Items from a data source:
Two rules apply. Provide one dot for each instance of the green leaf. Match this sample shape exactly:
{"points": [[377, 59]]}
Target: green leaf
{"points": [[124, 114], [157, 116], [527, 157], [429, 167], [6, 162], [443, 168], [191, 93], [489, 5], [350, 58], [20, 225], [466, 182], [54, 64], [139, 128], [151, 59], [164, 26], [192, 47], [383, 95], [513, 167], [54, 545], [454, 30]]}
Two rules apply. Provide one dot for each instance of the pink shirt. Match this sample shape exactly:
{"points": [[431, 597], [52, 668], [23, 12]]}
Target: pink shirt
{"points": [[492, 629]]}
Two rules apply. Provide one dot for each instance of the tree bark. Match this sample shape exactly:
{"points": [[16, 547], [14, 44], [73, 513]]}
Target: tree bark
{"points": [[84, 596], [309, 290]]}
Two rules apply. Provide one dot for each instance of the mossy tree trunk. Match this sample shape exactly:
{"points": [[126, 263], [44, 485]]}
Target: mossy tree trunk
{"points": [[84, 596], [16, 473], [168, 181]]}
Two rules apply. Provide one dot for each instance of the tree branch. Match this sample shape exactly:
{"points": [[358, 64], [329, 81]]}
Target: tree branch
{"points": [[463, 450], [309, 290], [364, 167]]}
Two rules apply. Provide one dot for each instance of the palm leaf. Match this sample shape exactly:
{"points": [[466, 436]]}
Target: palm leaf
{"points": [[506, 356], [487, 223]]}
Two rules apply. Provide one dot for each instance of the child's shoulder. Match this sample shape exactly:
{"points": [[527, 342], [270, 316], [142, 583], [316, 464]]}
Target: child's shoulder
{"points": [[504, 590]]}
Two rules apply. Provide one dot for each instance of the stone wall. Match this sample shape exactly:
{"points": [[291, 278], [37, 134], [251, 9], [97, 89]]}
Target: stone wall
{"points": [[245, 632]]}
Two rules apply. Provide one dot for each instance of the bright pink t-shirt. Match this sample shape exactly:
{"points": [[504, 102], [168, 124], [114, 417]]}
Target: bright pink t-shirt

#### The problem
Wherever the string "bright" appears in a line above, copy that line.

#### Expected output
Two rules apply. Provide one dot for each instance of the bright pink t-shirt. Match this sample shape exactly:
Target: bright pink t-shirt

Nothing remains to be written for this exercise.